Given passage:
== Segment start ==

Observing the World and Creating My Own

Some students have a background, identity, interest, or talent that is so meaningful they believe their application would be incomplete without it. If this sounds like you, then please share your story.

Her unnatural red hair.

The limp in his walk.

The crease in his dark, velvet forehead.

The sorrow-filled eyes of the woman in the back.

His mother abandoned him when he was only two years old. She was valedictorian of her high school class and got her masters in psychology.

They moved to a shelter home after the father had gotten into a terrible accident and couldn’t work. The landlord was not sympathetic.

The stories and scenarios I make in my head are so far from the truth, but the observer in me can’t help but to connect the things I see to the unknown. As I walk down the street or sit on the train I take everyone in. The complexity in the simplicity is perplexing. The somber expressions of the ordinary passersby often mask vividness.

== Segment end ==

Activities:
A: Rewrite the paragraph of the essay on observing the world that begins "The stories and scenarios I make in my head" as a shorter version that keeps its main facts.
B: In the essay on observing the world, why did the family move to a shelter home?
C: Proceed with the essay on observing the world, picking up after its final sentence.
You won't need the material that comes next.

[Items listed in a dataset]

== Segment start ==

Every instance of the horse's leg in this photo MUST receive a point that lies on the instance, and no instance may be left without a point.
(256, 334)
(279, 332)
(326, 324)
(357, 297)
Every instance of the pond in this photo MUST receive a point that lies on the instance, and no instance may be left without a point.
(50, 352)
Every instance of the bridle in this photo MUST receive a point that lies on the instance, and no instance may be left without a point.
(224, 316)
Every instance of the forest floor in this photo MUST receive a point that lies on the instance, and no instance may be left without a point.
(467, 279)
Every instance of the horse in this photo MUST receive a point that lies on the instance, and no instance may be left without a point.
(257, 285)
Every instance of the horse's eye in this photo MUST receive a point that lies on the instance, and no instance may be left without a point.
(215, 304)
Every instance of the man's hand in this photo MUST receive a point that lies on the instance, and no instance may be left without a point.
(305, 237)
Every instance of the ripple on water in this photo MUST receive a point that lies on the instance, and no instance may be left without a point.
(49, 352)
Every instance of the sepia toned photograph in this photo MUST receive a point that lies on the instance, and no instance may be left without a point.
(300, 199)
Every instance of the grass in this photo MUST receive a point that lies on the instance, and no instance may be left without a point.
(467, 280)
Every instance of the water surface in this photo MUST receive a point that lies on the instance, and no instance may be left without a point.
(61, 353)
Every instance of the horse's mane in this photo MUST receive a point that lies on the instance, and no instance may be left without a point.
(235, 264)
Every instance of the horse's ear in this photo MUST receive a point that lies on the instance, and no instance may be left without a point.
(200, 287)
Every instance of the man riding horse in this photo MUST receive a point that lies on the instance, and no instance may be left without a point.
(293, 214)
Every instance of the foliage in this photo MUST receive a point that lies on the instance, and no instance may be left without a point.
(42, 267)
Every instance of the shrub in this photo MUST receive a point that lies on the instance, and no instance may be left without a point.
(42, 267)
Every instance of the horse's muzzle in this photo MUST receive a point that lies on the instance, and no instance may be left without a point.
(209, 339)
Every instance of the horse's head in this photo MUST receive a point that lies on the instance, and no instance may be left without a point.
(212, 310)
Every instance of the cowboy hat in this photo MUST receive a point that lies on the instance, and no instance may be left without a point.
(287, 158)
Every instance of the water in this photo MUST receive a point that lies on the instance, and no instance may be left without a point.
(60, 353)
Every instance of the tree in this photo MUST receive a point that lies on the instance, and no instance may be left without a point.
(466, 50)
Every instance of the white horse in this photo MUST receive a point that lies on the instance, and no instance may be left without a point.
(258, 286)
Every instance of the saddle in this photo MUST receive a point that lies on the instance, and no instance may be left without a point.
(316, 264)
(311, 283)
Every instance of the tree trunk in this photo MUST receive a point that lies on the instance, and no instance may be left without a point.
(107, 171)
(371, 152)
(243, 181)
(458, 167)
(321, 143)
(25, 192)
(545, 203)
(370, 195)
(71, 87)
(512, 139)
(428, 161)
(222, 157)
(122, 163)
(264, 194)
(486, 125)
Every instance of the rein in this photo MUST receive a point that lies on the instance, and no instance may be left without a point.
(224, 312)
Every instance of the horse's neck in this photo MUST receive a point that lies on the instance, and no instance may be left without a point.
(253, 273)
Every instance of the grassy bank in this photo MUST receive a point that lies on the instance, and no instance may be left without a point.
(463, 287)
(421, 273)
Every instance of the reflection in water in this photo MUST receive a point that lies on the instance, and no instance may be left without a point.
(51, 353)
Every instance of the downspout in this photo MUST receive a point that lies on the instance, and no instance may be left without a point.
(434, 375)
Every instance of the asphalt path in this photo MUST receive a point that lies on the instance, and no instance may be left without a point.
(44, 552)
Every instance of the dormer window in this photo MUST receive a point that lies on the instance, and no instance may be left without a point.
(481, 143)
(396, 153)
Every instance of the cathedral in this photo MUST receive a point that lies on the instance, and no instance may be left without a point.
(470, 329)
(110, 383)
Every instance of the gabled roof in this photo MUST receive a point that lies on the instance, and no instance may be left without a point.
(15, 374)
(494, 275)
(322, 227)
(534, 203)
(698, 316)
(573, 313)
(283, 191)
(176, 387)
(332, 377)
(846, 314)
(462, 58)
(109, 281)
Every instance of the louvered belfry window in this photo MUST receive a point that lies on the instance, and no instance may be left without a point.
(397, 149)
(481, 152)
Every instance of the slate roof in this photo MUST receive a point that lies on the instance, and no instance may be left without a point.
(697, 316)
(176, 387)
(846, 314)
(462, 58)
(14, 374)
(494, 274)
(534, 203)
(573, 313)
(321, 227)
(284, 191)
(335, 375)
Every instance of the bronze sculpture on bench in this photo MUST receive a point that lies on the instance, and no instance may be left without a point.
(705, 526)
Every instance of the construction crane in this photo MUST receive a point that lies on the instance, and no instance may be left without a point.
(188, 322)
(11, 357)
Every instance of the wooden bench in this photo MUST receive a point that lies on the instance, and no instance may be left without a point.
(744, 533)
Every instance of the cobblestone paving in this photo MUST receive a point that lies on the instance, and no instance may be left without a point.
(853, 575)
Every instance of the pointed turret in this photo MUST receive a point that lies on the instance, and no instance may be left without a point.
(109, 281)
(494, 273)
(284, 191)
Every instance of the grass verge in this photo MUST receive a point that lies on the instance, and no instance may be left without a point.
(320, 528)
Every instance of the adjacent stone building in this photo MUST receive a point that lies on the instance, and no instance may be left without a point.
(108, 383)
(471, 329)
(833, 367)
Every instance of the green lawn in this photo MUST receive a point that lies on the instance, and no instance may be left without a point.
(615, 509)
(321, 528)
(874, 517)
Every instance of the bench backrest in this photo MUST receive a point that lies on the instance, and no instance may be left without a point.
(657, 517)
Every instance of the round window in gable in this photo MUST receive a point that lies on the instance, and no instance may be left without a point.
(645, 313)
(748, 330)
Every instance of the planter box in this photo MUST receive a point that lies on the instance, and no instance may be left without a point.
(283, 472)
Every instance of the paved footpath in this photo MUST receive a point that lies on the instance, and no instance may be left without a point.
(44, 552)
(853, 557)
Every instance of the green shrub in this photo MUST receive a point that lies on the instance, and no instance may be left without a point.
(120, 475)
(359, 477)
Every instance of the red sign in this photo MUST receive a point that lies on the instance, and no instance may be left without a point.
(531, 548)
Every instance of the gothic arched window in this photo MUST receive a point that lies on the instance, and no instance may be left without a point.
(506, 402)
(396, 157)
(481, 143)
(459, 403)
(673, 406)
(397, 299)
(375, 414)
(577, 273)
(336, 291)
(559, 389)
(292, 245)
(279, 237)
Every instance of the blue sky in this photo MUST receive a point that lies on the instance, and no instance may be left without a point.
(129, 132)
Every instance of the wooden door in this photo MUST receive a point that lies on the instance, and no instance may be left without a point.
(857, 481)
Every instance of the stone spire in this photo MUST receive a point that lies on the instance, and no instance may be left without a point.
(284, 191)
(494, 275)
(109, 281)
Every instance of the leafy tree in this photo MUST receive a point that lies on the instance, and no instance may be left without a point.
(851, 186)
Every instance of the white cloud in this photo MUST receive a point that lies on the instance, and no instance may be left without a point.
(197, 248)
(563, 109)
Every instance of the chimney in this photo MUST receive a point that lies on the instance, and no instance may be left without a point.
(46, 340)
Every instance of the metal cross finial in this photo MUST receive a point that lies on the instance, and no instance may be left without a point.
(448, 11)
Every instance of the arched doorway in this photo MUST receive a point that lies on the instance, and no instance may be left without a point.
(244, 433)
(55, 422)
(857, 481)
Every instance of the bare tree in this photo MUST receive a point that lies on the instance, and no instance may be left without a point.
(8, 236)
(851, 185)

== Segment end ==

Results of the tasks:
A: The writer invents stories about strangers that are far from true but can't stop linking what they see to the unknown. Walking down the street or riding the train, the writer takes in everyone, finds the complexity within simplicity perplexing, and notes that the somber faces of ordinary passersby often mask vividness.

B: The father had gotten into a terrible accident and couldn't work, and the landlord was not sympathetic.

C:
As I observe what most people find useless and small, I try to enter into their minds and in an instant I create an entire life’s story. I am transported back to his childhood, playing with the little stuffed bunny his grandmother gave him when he was in the hospital. The same stuffed bunny sits on my lap 20 years later as I watch him kiss his wife goodbye before heading out the door with a limp in his walk. I stand in the corner as I watch her unnatural red hair sway back and forth as she rocks nervously. Her husband’s face turns red with anger and he grabs a fistful of hair. But on that train, I am simply a young writer observing the outside world.

Often times I tend to stay in the shadows when I am in a large group of people. Although I do not physically interact with these strangers, I am able to take in small details and supplement them with what I have observed in my own poetry and stories. In fact, I am able to articulate my thoughts more clearly on paper than through speaking.

Susan Sontag once said, “A writer, I think, is someone who pays attention to the world.” By simply observing everyone and everything around me, I am able to somehow understand. I seem to understand, without a word, without any interaction. I understand that their lives have more than what I can see. As a writer, I have cultivated a mind that is able to connect what I see to the unknown. An observer may focus on the details of a person, a thing, a place; however, the writer is the one who makes it truly come to life. The writer thinks wide open.